Begin Quoted passage

Walking Myth into Place 2: Hebden Bridge Zodiac Sagittarius

 

The first sign of the Hebden Bridge Zodiac to be found was Sagittarius (Nov. 22-Dec.21 approx.), so our series of self-guided walks begins with this sign.
You’ll need the Ordnance Survey 1:25000 South Pennines map. Please note that routes and their condition were accurate at their time of survey, 2018-2020; updates may be made at later dates.
Please be alert to any other quasi-affirmations of Sagittarius as you walk!

 

Out of the wound-gash in the earth, the horseman mounts, shaking his plumes clear of dark soil.

Out of the blood-dark womb gallops bowed the horseman of iron.

The blood-crossed knight, the Holy Warrior, hooded with iron, the seraph of the bleak edge,

Gallops along the world’s ridge in moonlight…

These lines from Ted Hughes’ poem, Gog, seem to describe the figure of Sagittarius, the mounted archer, as he rides along the stony crag of Scout Rock in Mytholmroyd. From Hughes’ birthplace in Aspinall Street on the N side of the village, for three years or so he looked out on Scout Rock on the other side of the valley, “the memento mundi over my birth”. He didn’t like it[1] – its presence was overpowering. In those days of the early 1930s, there was far less tree cover, and the crag, a scar left by an ancient landslip, was a dark cliff imposing its shadow across the village.

   Scout Rock in the early 20th century

Near Hughes’ birthplace, on Midgley Road, is an old pub. It is now a private residence, but still bears the name of the inn – The Huntsman. Above Scout Rock, on the hills of old Sowerby township, cluster several legends of Robin Hood – a standing stone at which he used to pitch quoits; a spot where he was digging and threw two enormous stones clear across the valley, one to land near Wainstalls and the other on Midgley Moor, and each known as Robin Hood’s Pennystone after a bygone quoits-like pastime; and a little way up Cragg Vale, Robin Hood Rocks. Robin Hood is not remembered around here as an outlaw of the greenwood, but as a man of the land and the stone. Robin Hood, The Huntsman, the Sagittarian rider with his bow – all seem to allude to this great figure overstriding Mytholmroyd. Other terrestrial zodiacs in the UK, such as Glastonbury, similarly allude to a local hero figure, often, unsurprisingly, to King Arthur, with the zodiac as his ‘Round Table’; however, given Robin Hood’s greater presence in the Pennines, he is surely more appropriate to the Hebden Bridge Zodiac, and also appears in Mary Caine’s Sagittarius in her Kingston-on-Thames zodiac.

End Quoted passage

_Goals:_
[1] Print the part of the Hebden Bridge Zodiac text between "Out of the blood-dark" and "across the village.", inclusive.
[2] Do these statements agree with the Hebden Bridge Zodiac text? Answer yes or no for each, and quote the deciding words of the text exactly.
(a) From his birthplace in Aspinall Street, Hughes looked out on Scout Rock for about three years.
(b) The old pub on Midgley Road still operates as an inn called The Huntsman.
(c) Locally, Robin Hood is remembered as an outlaw of the greenwood.
[3] According to the Hebden Bridge Zodiac text, why does the series of self-guided walks begin with Sagittarius?

Begin Supplied data

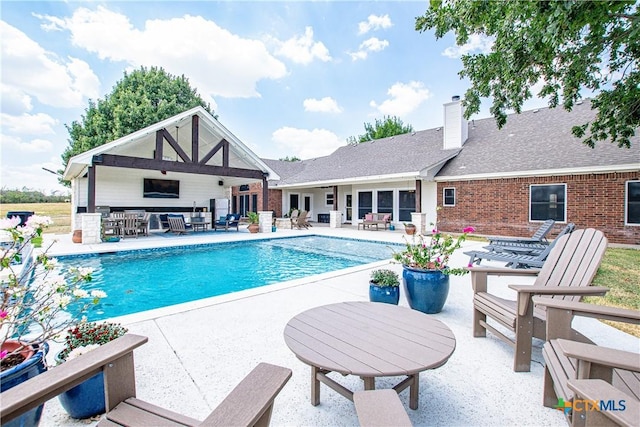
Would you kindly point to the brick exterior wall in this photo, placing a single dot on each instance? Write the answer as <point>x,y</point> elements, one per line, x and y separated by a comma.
<point>501,206</point>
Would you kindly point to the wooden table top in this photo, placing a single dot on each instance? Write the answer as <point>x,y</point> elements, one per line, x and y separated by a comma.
<point>369,339</point>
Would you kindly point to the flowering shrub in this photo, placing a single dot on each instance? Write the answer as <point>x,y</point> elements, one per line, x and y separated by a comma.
<point>87,336</point>
<point>432,253</point>
<point>34,297</point>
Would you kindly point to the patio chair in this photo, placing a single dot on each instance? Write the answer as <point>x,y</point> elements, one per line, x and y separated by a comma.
<point>515,258</point>
<point>566,275</point>
<point>230,221</point>
<point>250,403</point>
<point>301,221</point>
<point>577,368</point>
<point>177,224</point>
<point>538,237</point>
<point>130,225</point>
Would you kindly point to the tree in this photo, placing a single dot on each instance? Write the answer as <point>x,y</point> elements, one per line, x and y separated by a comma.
<point>289,159</point>
<point>567,46</point>
<point>388,126</point>
<point>142,98</point>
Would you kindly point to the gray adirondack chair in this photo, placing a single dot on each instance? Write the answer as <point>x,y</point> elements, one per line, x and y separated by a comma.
<point>249,404</point>
<point>566,274</point>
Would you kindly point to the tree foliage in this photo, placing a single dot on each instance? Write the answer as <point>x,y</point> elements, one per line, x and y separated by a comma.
<point>568,47</point>
<point>141,98</point>
<point>388,126</point>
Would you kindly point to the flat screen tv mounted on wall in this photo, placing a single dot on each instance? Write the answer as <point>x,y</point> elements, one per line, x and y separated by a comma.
<point>161,188</point>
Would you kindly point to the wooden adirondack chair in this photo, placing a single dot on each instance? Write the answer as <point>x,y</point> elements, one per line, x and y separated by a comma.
<point>566,274</point>
<point>249,404</point>
<point>576,367</point>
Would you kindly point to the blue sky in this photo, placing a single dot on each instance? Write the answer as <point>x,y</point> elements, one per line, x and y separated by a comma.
<point>287,78</point>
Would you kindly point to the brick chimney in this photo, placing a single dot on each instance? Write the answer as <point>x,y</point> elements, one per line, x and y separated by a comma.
<point>456,130</point>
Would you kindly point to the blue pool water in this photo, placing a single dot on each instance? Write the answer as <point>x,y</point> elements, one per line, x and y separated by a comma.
<point>136,281</point>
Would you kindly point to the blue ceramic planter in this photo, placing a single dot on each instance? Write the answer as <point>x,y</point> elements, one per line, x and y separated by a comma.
<point>386,294</point>
<point>426,290</point>
<point>86,399</point>
<point>19,374</point>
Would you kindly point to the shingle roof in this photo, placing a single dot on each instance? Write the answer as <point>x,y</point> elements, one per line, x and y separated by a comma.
<point>408,154</point>
<point>530,142</point>
<point>536,140</point>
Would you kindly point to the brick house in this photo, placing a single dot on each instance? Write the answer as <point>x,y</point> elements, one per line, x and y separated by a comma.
<point>503,182</point>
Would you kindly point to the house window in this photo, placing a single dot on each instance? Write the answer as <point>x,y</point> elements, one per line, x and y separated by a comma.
<point>329,199</point>
<point>406,205</point>
<point>385,201</point>
<point>365,203</point>
<point>548,202</point>
<point>294,201</point>
<point>633,202</point>
<point>449,197</point>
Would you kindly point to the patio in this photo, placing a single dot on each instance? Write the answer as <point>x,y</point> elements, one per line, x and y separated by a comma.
<point>197,352</point>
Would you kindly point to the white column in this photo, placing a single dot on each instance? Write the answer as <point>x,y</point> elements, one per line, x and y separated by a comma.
<point>335,219</point>
<point>265,220</point>
<point>91,228</point>
<point>420,221</point>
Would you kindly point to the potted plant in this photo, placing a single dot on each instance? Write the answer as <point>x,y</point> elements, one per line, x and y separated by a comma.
<point>384,286</point>
<point>409,228</point>
<point>254,221</point>
<point>34,300</point>
<point>86,399</point>
<point>425,268</point>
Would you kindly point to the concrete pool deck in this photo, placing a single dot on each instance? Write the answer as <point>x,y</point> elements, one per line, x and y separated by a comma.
<point>197,352</point>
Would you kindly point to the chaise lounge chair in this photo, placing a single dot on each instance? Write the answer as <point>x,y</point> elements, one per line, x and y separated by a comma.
<point>516,256</point>
<point>566,275</point>
<point>230,221</point>
<point>249,404</point>
<point>538,237</point>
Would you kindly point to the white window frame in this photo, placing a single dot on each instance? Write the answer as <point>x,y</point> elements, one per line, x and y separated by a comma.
<point>626,204</point>
<point>444,190</point>
<point>566,201</point>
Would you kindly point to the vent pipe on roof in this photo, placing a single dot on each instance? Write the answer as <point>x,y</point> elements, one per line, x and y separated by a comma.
<point>456,129</point>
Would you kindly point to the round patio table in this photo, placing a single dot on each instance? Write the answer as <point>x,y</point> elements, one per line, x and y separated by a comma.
<point>369,340</point>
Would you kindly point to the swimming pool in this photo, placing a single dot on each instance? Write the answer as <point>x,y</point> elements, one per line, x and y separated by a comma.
<point>147,279</point>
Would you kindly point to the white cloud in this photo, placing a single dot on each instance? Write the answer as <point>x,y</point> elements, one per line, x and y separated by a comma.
<point>373,23</point>
<point>404,98</point>
<point>373,44</point>
<point>30,70</point>
<point>15,144</point>
<point>217,62</point>
<point>303,49</point>
<point>324,105</point>
<point>477,42</point>
<point>28,124</point>
<point>305,143</point>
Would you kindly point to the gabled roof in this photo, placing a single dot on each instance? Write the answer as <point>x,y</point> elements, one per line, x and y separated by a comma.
<point>142,144</point>
<point>534,143</point>
<point>401,157</point>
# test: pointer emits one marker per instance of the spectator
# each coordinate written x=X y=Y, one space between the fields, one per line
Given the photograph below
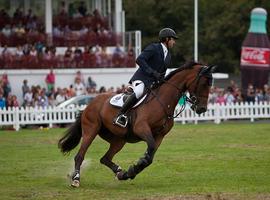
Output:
x=61 y=96
x=50 y=80
x=91 y=83
x=5 y=85
x=51 y=100
x=102 y=89
x=79 y=75
x=79 y=87
x=71 y=92
x=259 y=97
x=250 y=94
x=28 y=98
x=6 y=30
x=2 y=101
x=220 y=98
x=14 y=101
x=212 y=98
x=229 y=96
x=82 y=9
x=43 y=99
x=78 y=56
x=25 y=87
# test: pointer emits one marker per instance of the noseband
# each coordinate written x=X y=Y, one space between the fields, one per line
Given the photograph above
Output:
x=192 y=99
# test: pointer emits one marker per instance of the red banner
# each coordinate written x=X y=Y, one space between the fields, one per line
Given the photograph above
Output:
x=253 y=56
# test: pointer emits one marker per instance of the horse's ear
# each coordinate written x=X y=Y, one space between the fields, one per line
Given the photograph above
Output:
x=213 y=68
x=210 y=69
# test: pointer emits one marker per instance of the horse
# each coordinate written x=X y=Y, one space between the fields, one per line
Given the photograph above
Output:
x=149 y=122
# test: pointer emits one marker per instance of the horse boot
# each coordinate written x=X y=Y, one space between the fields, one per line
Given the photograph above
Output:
x=121 y=119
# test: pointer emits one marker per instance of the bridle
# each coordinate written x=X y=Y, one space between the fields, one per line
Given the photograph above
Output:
x=192 y=98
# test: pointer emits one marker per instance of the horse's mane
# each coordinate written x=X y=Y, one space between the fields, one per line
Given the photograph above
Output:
x=187 y=65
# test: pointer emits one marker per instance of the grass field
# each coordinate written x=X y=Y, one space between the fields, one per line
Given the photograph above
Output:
x=206 y=161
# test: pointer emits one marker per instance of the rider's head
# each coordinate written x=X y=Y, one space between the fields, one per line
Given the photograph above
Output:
x=167 y=36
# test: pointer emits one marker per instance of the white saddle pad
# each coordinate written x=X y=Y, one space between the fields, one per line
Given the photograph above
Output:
x=117 y=100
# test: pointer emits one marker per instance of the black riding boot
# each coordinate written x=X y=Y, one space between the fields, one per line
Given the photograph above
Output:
x=121 y=119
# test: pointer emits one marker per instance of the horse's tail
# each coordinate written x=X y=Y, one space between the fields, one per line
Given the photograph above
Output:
x=72 y=136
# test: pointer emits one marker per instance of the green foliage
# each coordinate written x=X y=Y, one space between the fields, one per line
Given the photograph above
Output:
x=205 y=161
x=222 y=27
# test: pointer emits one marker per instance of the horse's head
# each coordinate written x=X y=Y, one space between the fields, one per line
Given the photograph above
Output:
x=198 y=85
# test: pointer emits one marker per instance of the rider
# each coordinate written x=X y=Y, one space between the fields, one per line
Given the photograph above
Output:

End Supplied data

_Solution set:_
[1]
Out of the blood-dark womb gallops bowed the horseman of iron.

The blood-crossed knight, the Holy Warrior, hooded with iron, the seraph of the bleak edge,

Gallops along the world’s ridge in moonlight…

These lines from Ted Hughes’ poem, Gog, seem to describe the figure of Sagittarius, the mounted archer, as he rides along the stony crag of Scout Rock in Mytholmroyd. From Hughes’ birthplace in Aspinall Street on the N side of the village, for three years or so he looked out on Scout Rock on the other side of the valley, “the memento mundi over my birth”. He didn’t like it[1] – its presence was overpowering. In those days of the early 1930s, there was far less tree cover, and the crag, a scar left by an ancient landslip, was a dark cliff imposing its shadow across the village.

[2]
(a) Yes: "From Hughes’ birthplace in Aspinall Street on the N side of the village, for three years or so he looked out on Scout Rock on the other side of the valley"
(b) No: "It is now a private residence, but still bears the name of the inn – The Huntsman."
(c) No: "Robin Hood is not remembered around here as an outlaw of the greenwood, but as a man of the land and the stone."

[3] Sagittarius was the first sign of the Hebden Bridge Zodiac to be found, so the series starts with it.